Task:
Repeat word for word everything from the line containing "of the crop" to the end of the listing, first and last lines included, and only that.

-- BEGIN Given records --

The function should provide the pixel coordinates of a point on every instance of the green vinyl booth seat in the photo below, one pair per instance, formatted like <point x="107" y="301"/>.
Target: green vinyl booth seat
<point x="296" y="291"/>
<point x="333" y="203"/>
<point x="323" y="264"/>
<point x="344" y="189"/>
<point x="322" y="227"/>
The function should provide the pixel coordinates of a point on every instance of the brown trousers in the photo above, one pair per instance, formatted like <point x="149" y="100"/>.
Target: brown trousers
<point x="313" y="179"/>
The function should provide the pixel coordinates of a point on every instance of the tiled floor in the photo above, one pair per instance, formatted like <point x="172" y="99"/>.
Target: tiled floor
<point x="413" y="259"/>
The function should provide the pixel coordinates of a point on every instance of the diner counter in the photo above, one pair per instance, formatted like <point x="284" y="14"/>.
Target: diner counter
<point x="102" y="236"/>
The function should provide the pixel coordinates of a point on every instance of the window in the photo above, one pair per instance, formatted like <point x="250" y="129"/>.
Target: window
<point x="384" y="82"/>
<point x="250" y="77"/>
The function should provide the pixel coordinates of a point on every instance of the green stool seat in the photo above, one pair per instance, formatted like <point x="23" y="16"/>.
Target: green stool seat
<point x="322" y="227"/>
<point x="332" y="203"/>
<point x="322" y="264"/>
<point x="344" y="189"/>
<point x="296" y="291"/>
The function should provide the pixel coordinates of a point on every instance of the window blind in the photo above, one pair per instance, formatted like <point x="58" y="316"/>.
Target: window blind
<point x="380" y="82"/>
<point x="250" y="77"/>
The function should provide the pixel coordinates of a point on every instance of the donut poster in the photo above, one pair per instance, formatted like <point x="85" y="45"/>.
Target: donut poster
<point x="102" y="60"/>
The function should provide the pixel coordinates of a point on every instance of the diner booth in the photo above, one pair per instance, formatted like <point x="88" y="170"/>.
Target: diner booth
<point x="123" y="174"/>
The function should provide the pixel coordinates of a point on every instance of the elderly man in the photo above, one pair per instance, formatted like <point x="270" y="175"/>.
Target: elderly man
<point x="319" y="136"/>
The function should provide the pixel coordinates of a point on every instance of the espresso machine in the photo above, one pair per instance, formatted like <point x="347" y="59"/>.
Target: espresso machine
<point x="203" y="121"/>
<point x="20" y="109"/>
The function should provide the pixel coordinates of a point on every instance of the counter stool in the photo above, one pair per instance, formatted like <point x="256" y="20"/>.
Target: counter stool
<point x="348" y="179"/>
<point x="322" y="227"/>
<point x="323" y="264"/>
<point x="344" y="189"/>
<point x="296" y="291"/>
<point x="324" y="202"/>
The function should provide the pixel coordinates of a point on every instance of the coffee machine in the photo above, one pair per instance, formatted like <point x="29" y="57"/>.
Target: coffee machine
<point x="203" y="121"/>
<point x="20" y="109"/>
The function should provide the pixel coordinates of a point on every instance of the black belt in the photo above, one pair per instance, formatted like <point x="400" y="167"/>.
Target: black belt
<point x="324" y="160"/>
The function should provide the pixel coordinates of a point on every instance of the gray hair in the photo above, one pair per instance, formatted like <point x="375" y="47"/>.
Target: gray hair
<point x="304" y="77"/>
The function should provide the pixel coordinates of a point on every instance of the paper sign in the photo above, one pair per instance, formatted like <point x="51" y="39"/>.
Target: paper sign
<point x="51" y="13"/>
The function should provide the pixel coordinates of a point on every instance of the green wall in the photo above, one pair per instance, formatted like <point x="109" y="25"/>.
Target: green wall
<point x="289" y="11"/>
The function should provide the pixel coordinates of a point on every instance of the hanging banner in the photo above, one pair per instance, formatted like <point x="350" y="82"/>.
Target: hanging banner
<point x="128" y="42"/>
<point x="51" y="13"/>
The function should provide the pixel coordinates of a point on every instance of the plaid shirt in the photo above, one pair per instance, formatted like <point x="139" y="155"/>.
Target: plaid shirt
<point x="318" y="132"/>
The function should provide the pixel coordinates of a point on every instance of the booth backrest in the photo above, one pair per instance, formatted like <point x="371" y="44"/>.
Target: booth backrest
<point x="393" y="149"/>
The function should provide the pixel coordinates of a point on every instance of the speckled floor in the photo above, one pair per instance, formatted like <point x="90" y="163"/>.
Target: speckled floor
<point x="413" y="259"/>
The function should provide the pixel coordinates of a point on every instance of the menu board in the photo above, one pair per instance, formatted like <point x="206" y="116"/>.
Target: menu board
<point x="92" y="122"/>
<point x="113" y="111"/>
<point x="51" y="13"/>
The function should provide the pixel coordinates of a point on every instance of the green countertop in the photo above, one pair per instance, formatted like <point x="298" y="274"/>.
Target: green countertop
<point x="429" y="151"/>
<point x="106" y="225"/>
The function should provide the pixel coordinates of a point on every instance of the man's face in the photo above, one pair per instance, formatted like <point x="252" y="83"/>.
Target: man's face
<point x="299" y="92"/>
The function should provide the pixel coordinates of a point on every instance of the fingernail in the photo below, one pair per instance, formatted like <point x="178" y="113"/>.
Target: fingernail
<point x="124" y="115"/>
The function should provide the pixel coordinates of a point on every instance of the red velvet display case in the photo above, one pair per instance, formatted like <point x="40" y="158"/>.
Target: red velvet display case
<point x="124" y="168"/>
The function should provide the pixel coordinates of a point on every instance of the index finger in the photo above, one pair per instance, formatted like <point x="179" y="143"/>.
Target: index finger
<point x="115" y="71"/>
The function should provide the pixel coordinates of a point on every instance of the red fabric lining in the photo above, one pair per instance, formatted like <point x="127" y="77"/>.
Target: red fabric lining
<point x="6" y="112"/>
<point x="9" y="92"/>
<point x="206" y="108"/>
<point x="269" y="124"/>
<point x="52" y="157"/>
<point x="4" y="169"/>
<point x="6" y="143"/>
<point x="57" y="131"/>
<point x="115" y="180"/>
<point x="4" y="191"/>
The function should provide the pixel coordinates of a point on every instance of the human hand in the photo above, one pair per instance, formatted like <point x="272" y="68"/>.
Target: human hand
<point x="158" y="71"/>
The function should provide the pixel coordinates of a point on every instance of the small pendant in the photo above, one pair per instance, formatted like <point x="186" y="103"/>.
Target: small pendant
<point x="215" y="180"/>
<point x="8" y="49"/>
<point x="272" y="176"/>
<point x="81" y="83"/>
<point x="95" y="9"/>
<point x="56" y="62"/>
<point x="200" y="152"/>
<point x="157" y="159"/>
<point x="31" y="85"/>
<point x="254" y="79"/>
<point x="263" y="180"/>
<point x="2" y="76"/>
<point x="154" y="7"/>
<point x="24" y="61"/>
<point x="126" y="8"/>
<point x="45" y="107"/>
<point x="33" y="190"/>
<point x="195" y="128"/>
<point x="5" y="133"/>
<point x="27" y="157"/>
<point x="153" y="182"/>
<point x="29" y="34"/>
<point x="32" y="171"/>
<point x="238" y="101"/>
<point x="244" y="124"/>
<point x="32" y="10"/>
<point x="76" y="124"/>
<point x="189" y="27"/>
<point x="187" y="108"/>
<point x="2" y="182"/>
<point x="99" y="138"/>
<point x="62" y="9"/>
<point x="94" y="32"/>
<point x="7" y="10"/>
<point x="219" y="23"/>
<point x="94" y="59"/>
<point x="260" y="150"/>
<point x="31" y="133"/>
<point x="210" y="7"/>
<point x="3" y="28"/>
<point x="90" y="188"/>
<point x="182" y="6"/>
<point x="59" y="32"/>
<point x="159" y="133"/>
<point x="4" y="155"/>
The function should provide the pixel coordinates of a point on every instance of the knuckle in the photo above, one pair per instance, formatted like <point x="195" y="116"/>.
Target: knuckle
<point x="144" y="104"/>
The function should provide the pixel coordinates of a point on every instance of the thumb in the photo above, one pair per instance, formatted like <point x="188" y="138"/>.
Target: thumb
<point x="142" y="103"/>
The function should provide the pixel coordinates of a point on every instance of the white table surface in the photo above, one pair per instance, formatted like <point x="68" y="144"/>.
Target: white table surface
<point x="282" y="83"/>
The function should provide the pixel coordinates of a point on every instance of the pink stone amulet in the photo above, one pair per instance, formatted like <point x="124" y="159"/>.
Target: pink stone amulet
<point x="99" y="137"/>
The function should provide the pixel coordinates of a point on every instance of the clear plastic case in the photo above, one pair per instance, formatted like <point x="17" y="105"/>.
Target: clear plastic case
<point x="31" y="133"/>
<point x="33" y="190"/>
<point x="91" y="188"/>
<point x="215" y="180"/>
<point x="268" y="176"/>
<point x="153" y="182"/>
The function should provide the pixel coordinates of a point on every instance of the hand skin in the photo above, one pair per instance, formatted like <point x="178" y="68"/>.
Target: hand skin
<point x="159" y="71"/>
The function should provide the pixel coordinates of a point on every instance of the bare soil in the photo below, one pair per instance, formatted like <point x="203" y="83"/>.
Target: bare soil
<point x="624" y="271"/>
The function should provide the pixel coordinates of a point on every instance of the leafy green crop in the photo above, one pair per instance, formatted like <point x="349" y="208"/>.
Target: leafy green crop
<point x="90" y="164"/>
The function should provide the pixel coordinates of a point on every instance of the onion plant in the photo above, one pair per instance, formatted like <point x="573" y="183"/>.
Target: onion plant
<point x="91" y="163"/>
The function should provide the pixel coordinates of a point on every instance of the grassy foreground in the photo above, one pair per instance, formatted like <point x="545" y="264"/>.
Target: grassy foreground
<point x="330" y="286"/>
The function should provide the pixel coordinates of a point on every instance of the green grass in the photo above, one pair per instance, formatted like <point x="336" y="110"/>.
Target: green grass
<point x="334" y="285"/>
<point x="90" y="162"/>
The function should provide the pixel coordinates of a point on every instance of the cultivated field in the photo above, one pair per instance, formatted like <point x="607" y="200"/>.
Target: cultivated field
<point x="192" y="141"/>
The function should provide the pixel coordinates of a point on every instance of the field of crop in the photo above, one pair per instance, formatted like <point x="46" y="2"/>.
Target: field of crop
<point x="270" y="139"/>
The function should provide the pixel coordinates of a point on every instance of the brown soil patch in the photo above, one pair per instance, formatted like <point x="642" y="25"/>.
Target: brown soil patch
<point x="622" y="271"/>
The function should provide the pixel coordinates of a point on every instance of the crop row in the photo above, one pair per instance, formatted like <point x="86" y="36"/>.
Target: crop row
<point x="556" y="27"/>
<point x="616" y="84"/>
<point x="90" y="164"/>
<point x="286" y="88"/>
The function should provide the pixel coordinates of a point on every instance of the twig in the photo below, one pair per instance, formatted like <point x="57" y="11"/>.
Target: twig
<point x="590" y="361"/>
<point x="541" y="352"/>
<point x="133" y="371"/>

-- END Given records --

Written answer:
The function should provide the pixel coordinates of a point on every instance of the crop row in the photo above, one pair per instance, formatted like <point x="86" y="36"/>.
Target: crop row
<point x="556" y="27"/>
<point x="616" y="84"/>
<point x="90" y="164"/>
<point x="286" y="88"/>
The function should provide the pixel coordinates of a point on every instance of the twig in the photo below, one pair per instance, formatted like <point x="57" y="11"/>.
Target: twig
<point x="590" y="361"/>
<point x="541" y="352"/>
<point x="133" y="371"/>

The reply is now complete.